* **EXERCISE INPUT**
:::

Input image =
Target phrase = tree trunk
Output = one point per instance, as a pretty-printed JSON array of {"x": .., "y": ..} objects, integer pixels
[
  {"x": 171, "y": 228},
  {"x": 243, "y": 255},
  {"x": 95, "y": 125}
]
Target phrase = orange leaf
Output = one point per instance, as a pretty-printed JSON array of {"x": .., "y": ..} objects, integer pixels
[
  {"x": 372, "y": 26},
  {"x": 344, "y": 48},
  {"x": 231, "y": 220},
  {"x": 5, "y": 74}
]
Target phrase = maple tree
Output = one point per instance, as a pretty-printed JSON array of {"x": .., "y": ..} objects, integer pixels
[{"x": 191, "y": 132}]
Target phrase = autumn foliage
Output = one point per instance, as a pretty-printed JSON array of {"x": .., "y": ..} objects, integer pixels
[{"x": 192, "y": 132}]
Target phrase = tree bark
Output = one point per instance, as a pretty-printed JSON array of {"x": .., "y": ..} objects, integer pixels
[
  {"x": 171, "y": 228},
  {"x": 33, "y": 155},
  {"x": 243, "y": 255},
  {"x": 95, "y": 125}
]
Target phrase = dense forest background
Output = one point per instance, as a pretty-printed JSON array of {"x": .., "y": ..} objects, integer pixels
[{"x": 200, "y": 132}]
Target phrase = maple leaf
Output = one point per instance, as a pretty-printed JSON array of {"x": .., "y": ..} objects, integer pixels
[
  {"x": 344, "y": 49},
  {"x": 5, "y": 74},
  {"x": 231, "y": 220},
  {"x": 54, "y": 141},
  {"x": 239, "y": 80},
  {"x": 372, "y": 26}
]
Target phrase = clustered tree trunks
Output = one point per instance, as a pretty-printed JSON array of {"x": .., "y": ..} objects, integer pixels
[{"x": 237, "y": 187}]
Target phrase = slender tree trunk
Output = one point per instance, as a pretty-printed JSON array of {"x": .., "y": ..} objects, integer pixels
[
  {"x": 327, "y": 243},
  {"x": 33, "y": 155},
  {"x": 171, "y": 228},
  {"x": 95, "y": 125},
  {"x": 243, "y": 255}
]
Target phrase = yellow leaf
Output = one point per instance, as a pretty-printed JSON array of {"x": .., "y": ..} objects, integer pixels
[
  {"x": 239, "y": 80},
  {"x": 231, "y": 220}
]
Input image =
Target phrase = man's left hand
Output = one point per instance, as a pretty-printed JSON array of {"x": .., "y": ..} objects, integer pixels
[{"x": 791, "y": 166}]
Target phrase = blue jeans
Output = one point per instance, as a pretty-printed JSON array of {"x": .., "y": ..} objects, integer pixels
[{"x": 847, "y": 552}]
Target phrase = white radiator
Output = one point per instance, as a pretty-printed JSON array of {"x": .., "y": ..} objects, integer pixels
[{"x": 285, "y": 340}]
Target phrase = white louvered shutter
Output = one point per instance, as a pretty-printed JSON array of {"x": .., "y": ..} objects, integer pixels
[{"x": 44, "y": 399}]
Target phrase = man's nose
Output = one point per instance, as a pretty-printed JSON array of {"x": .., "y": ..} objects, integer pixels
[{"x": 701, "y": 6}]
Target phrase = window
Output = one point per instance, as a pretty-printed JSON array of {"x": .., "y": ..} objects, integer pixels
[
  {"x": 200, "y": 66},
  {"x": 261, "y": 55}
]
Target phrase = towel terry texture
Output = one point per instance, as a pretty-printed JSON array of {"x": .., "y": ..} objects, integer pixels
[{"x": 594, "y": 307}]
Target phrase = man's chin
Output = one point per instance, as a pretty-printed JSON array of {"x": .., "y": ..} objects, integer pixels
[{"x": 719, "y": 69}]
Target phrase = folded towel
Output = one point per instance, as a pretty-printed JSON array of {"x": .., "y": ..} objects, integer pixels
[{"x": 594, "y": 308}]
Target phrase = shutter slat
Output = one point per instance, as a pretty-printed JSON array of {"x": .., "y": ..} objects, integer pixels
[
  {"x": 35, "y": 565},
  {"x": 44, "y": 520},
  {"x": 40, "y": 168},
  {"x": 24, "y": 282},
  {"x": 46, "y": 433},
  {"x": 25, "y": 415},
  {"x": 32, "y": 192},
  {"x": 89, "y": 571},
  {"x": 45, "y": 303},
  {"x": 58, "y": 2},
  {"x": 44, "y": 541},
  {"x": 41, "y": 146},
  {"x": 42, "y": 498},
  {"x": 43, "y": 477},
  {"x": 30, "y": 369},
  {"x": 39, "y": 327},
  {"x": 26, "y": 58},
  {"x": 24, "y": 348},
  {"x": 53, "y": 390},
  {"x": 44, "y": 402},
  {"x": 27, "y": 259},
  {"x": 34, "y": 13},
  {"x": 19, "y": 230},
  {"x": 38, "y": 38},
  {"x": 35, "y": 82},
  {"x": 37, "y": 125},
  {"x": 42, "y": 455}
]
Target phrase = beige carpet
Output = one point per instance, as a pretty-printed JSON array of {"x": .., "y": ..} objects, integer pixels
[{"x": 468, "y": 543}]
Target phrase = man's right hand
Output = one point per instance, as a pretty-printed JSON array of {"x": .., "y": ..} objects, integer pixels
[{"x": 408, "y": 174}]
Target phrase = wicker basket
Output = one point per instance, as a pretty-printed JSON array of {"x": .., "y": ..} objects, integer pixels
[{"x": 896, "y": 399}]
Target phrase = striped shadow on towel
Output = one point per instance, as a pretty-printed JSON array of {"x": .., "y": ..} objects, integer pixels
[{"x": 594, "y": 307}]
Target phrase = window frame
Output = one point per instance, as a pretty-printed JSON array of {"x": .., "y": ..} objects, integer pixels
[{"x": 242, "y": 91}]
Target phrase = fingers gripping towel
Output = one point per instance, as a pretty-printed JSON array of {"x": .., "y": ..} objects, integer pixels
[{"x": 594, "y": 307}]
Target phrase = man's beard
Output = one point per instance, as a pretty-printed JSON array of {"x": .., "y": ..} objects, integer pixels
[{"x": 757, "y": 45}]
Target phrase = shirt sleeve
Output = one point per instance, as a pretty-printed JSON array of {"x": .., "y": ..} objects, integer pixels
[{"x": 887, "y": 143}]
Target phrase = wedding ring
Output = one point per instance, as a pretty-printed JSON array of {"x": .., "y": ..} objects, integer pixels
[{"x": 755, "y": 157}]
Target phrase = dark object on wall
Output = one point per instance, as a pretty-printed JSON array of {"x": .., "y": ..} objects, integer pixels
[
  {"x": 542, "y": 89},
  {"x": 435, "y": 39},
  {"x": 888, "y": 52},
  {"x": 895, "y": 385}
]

:::

* **SET EXERCISE**
Revise the entire listing above so that "integer pixels" reads "whole-number pixels" everywhere it appears, keeping every other line and character the same.

* **RESULT**
Input image =
Target phrase = tree trunk
Output = one point per instance, as a pretty-printed JSON array of {"x": .., "y": ..} objects, whole-number pixels
[
  {"x": 171, "y": 228},
  {"x": 243, "y": 255},
  {"x": 95, "y": 125}
]
Target phrase = orange leaf
Output = one point per instance, as a pretty-printed JSON array of {"x": .., "y": ..} objects, whole-number pixels
[
  {"x": 372, "y": 26},
  {"x": 344, "y": 48},
  {"x": 231, "y": 220},
  {"x": 5, "y": 74}
]
Target phrase = maple tree
Output = one point per instance, as a pretty-printed JSON array of {"x": .., "y": ..} objects, whole-number pixels
[{"x": 191, "y": 132}]
Target phrase = autumn foliage
Output = one point per instance, as a pretty-printed JSON array of {"x": .., "y": ..} objects, whole-number pixels
[{"x": 192, "y": 132}]
Target phrase = tree bark
Output = one point per instance, as a pretty-printed JSON array of {"x": .., "y": ..} objects, whole-number pixels
[
  {"x": 171, "y": 228},
  {"x": 33, "y": 155},
  {"x": 243, "y": 255},
  {"x": 95, "y": 125}
]
Target phrase = dense forest background
Output = one point per instance, as a pretty-printed JSON array of {"x": .., "y": ..} objects, whole-number pixels
[{"x": 200, "y": 132}]
Target phrase = maple leaf
Output = one point per instance, as a pretty-printed JSON array of {"x": .., "y": ..} objects, whole-number pixels
[
  {"x": 344, "y": 49},
  {"x": 5, "y": 74},
  {"x": 231, "y": 220},
  {"x": 54, "y": 141},
  {"x": 239, "y": 80},
  {"x": 372, "y": 26}
]
Target phrase = clustered tree trunks
Output = one point per instance, as a pretty-printed JSON array of {"x": .., "y": ..} objects, whole-number pixels
[{"x": 237, "y": 187}]
Target phrase = slender tree trunk
Output = one point per instance, as a pretty-printed JSON array of {"x": .., "y": ..} objects, whole-number pixels
[
  {"x": 327, "y": 243},
  {"x": 33, "y": 155},
  {"x": 171, "y": 228},
  {"x": 95, "y": 125},
  {"x": 243, "y": 255}
]
Target phrase = yellow leaf
Output = one point per instance, as a pretty-printed JSON array of {"x": .., "y": ..} objects, whole-number pixels
[
  {"x": 239, "y": 80},
  {"x": 231, "y": 220}
]
Input image =
Target phrase = man's left hand
Output = one point per instance, as a pretty-printed JSON array of {"x": .., "y": ..} objects, whole-number pixels
[{"x": 791, "y": 166}]
Target phrase = blue jeans
Output = one point per instance, as a pretty-printed JSON array of {"x": .., "y": ..} objects, whole-number pixels
[{"x": 847, "y": 552}]
Target phrase = white radiator
Output = one point per instance, as a pretty-printed JSON array of {"x": .., "y": ..} objects, whole-number pixels
[{"x": 285, "y": 340}]
Target phrase = white louvered shutter
Output = one point per instance, as a pretty-printed JSON array of {"x": .., "y": ..} objects, whole-number pixels
[{"x": 44, "y": 399}]
Target phrase = man's nose
Output = one point per instance, as a pretty-printed JSON array of {"x": .., "y": ..} objects, whole-number pixels
[{"x": 701, "y": 6}]
Target phrase = window
Output = one point per instance, as a pretty-printed JSON array of {"x": .., "y": ..} objects, whole-number pixels
[
  {"x": 200, "y": 66},
  {"x": 261, "y": 55}
]
Target phrase = towel terry texture
Output = one point per instance, as a pretty-printed JSON array of {"x": .., "y": ..} objects, whole-number pixels
[{"x": 594, "y": 307}]
Target phrase = man's chin
Output = one point per instance, as a pretty-printed JSON array of {"x": .., "y": ..} objects, whole-number pixels
[{"x": 719, "y": 69}]
Target phrase = folded towel
Output = one point per instance, as a pretty-printed JSON array of {"x": .., "y": ..} objects, whole-number pixels
[{"x": 594, "y": 308}]
Target phrase = shutter slat
Output = one point per instance, as a pretty-printed JSON array of {"x": .., "y": ..} objects, whole-number pixels
[
  {"x": 35, "y": 565},
  {"x": 44, "y": 520},
  {"x": 40, "y": 168},
  {"x": 24, "y": 282},
  {"x": 46, "y": 433},
  {"x": 25, "y": 415},
  {"x": 32, "y": 192},
  {"x": 89, "y": 571},
  {"x": 45, "y": 303},
  {"x": 58, "y": 2},
  {"x": 44, "y": 541},
  {"x": 41, "y": 146},
  {"x": 42, "y": 498},
  {"x": 43, "y": 477},
  {"x": 30, "y": 369},
  {"x": 39, "y": 327},
  {"x": 26, "y": 58},
  {"x": 24, "y": 348},
  {"x": 53, "y": 390},
  {"x": 44, "y": 402},
  {"x": 27, "y": 259},
  {"x": 34, "y": 13},
  {"x": 19, "y": 230},
  {"x": 38, "y": 38},
  {"x": 35, "y": 82},
  {"x": 37, "y": 125},
  {"x": 42, "y": 455}
]
Target phrase = beige carpet
Output = one point per instance, as a pretty-printed JSON array of {"x": .., "y": ..} objects, whole-number pixels
[{"x": 468, "y": 543}]
Target phrase = man's right hand
Output = one point per instance, as a pretty-printed JSON array of {"x": .., "y": ..} objects, whole-number pixels
[{"x": 408, "y": 174}]
Target phrase = wicker basket
Output = one point per instance, as a pretty-printed JSON array of {"x": .., "y": ..} objects, whole-number pixels
[{"x": 896, "y": 399}]
Target phrase = striped shadow on towel
Output = one point per instance, as a pretty-printed JSON array of {"x": .., "y": ..} objects, whole-number pixels
[{"x": 594, "y": 307}]
Target phrase = window frame
Output = one point per instance, as a pretty-printed JSON array of {"x": .., "y": ..} objects, whole-number pixels
[{"x": 242, "y": 91}]
Target phrase = fingers gripping towel
Output = one point per instance, as a pretty-printed JSON array of {"x": .., "y": ..} objects, whole-number pixels
[{"x": 594, "y": 307}]
Target phrase = man's beard
Output = one point per instance, as a pretty-printed JSON array of {"x": .., "y": ..} objects, whole-number pixels
[{"x": 757, "y": 45}]
Target phrase = shirt sleeve
Output = one point per instance, as a pretty-printed JSON array of {"x": .., "y": ..} objects, whole-number pixels
[{"x": 887, "y": 143}]
Target phrase = wedding ring
Output = one point per instance, as a pretty-printed JSON array of {"x": .., "y": ..} objects, whole-number pixels
[{"x": 755, "y": 157}]
Target phrase = dark object on wall
Output = one point per instance, as a pretty-printed JSON array of {"x": .., "y": ..} objects, whole-number pixels
[
  {"x": 542, "y": 89},
  {"x": 435, "y": 39},
  {"x": 888, "y": 52},
  {"x": 895, "y": 385}
]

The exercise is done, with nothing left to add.